DIRECTIONS FOR THIS TASK –
Update the material below by replacing "topiary bush" with "topiary shrub" and leaving everything else unchanged.

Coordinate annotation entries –

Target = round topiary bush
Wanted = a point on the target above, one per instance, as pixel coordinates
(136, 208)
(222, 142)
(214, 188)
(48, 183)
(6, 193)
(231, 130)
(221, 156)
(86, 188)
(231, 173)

COMPLETE RESPONSE –
Target = round topiary shrub
Wanted = a point on the target above, one per instance, as pixel coordinates
(136, 208)
(222, 142)
(214, 188)
(48, 183)
(6, 193)
(231, 130)
(221, 156)
(86, 188)
(231, 173)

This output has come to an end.